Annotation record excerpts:
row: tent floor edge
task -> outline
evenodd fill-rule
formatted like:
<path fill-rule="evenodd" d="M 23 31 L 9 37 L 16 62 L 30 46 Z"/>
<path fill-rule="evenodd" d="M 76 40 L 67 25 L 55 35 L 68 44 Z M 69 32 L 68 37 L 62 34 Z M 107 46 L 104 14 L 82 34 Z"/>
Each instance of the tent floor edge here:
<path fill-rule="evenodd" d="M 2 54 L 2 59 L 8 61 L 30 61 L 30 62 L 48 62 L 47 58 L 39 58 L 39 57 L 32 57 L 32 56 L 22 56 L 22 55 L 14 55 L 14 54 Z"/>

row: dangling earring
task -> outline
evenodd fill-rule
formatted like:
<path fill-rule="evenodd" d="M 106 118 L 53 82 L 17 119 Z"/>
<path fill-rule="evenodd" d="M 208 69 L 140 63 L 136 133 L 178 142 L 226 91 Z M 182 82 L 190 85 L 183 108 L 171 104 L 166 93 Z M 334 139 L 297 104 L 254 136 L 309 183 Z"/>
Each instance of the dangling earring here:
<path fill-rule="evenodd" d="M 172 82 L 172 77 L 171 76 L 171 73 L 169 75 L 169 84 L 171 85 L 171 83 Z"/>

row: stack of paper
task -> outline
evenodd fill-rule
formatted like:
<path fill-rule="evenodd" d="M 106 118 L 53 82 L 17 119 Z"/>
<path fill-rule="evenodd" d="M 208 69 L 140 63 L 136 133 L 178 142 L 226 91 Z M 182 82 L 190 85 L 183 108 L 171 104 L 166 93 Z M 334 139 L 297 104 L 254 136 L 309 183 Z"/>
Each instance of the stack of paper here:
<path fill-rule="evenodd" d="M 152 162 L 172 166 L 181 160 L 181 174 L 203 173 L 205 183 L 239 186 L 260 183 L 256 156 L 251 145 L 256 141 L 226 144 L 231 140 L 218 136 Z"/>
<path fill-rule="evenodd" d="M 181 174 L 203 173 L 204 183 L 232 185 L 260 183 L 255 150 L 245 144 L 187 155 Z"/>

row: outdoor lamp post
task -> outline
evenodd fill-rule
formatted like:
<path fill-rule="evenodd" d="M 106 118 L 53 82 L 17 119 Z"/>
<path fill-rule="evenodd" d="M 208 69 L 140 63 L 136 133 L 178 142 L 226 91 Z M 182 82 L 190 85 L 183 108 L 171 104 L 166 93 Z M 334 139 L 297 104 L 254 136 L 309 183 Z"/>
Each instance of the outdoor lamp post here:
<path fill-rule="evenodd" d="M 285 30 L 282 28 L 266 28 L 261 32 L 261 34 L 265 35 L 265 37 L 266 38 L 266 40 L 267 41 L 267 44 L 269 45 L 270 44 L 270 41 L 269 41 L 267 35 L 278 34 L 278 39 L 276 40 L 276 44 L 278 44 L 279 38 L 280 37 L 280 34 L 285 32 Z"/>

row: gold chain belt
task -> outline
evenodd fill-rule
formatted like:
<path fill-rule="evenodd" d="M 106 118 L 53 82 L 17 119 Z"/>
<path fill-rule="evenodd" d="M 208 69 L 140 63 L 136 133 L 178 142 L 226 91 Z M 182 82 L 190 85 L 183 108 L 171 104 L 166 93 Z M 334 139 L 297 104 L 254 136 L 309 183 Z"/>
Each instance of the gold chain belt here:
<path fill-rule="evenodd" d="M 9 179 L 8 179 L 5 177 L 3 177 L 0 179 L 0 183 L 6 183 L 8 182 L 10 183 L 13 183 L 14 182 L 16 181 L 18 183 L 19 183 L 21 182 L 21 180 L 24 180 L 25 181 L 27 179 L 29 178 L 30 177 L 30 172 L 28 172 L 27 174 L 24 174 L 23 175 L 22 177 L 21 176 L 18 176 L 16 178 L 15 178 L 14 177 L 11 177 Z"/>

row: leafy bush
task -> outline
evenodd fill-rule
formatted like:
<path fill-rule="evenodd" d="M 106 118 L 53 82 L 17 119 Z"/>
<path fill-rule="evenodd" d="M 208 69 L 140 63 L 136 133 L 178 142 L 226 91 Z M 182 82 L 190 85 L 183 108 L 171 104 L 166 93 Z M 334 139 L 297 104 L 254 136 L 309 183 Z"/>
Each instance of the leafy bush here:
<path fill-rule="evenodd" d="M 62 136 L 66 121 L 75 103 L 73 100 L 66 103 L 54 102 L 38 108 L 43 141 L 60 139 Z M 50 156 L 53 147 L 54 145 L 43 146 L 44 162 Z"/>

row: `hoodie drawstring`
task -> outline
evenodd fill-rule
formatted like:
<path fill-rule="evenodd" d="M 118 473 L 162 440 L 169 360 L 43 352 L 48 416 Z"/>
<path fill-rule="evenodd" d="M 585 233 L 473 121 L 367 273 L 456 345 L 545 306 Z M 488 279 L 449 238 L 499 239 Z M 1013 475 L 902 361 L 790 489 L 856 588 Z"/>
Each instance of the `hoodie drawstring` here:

- _Aim of the task_
Please return every line of the listing above, unchanged.

- _Task result_
row: tent floor edge
task -> outline
evenodd fill-rule
formatted like:
<path fill-rule="evenodd" d="M 23 31 L 9 37 L 16 62 L 30 46 Z"/>
<path fill-rule="evenodd" d="M 76 40 L 67 25 L 55 35 L 68 44 Z M 69 32 L 68 37 L 62 34 Z M 107 46 L 104 14 L 82 34 Z"/>
Each instance of the tent floor edge here:
<path fill-rule="evenodd" d="M 2 54 L 2 59 L 8 61 L 30 61 L 30 62 L 48 62 L 47 58 L 39 58 L 39 57 L 32 57 L 32 56 L 22 56 L 22 55 L 14 55 L 14 54 Z"/>

row: dangling earring
task -> outline
evenodd fill-rule
formatted like:
<path fill-rule="evenodd" d="M 106 118 L 53 82 L 17 119 Z"/>
<path fill-rule="evenodd" d="M 208 69 L 140 63 L 136 133 L 178 142 L 226 91 Z M 182 82 L 190 85 L 183 108 L 171 104 L 166 93 Z M 334 139 L 297 104 L 254 136 L 309 183 Z"/>
Each instance of the dangling earring here:
<path fill-rule="evenodd" d="M 172 82 L 172 77 L 171 76 L 171 73 L 169 75 L 169 84 L 171 85 L 171 83 Z"/>

row: stack of paper
task -> outline
evenodd fill-rule
formatted like:
<path fill-rule="evenodd" d="M 106 118 L 53 82 L 17 119 Z"/>
<path fill-rule="evenodd" d="M 208 69 L 140 63 L 136 133 L 178 142 L 226 91 Z M 182 82 L 190 85 L 183 108 L 171 104 L 166 93 Z M 334 139 L 297 104 L 254 136 L 309 183 Z"/>
Each instance of the stack of paper here:
<path fill-rule="evenodd" d="M 152 162 L 172 166 L 181 160 L 181 174 L 203 173 L 205 183 L 239 186 L 260 183 L 256 156 L 251 145 L 256 141 L 226 144 L 231 140 L 218 136 Z"/>
<path fill-rule="evenodd" d="M 181 174 L 203 173 L 204 183 L 232 185 L 260 183 L 255 150 L 245 144 L 187 155 Z"/>

row: outdoor lamp post
task -> outline
evenodd fill-rule
formatted like:
<path fill-rule="evenodd" d="M 106 118 L 53 82 L 17 119 Z"/>
<path fill-rule="evenodd" d="M 208 69 L 140 63 L 136 133 L 178 142 L 226 91 Z M 182 82 L 190 85 L 183 108 L 171 104 L 166 93 Z M 334 139 L 297 104 L 254 136 L 309 183 Z"/>
Each instance of the outdoor lamp post here:
<path fill-rule="evenodd" d="M 285 30 L 282 28 L 266 28 L 261 32 L 261 34 L 265 35 L 265 37 L 266 38 L 266 40 L 267 41 L 267 44 L 269 45 L 270 44 L 270 41 L 269 41 L 267 35 L 278 34 L 278 39 L 276 40 L 276 44 L 278 44 L 279 38 L 280 37 L 280 34 L 285 32 Z"/>

row: gold chain belt
task -> outline
evenodd fill-rule
formatted like:
<path fill-rule="evenodd" d="M 106 118 L 53 82 L 17 119 Z"/>
<path fill-rule="evenodd" d="M 208 69 L 140 63 L 136 133 L 178 142 L 226 91 Z M 182 82 L 190 85 L 183 108 L 171 104 L 166 93 Z M 334 139 L 297 104 L 254 136 L 309 183 Z"/>
Each instance of the gold chain belt here:
<path fill-rule="evenodd" d="M 9 179 L 8 179 L 5 177 L 3 177 L 0 179 L 0 183 L 6 183 L 8 182 L 10 183 L 13 183 L 14 182 L 16 181 L 18 183 L 19 183 L 21 182 L 21 180 L 24 180 L 25 181 L 27 179 L 29 178 L 30 177 L 30 172 L 28 172 L 27 174 L 24 174 L 23 175 L 22 177 L 21 176 L 18 176 L 16 178 L 15 178 L 14 177 L 11 177 Z"/>

row: leafy bush
task -> outline
evenodd fill-rule
formatted like:
<path fill-rule="evenodd" d="M 106 118 L 53 82 L 17 119 Z"/>
<path fill-rule="evenodd" d="M 208 69 L 140 63 L 136 133 L 178 142 L 226 91 Z M 182 82 L 190 85 L 183 108 L 171 104 L 166 93 Z M 334 139 L 297 104 L 254 136 L 309 183 Z"/>
Each instance of the leafy bush here:
<path fill-rule="evenodd" d="M 62 136 L 66 121 L 75 103 L 73 100 L 66 103 L 54 102 L 38 108 L 43 141 L 60 139 Z M 50 156 L 53 147 L 54 145 L 43 146 L 44 162 Z"/>

row: `hoodie drawstring`
task -> outline
evenodd fill-rule
formatted like:
<path fill-rule="evenodd" d="M 118 473 L 162 440 L 169 360 L 43 352 L 48 416 Z"/>
<path fill-rule="evenodd" d="M 585 233 L 473 121 L 367 273 L 456 345 L 545 306 Z M 488 279 L 449 238 L 499 239 Z M 1013 475 L 902 361 L 790 489 L 856 588 Z"/>
Each instance of the `hoodie drawstring` here:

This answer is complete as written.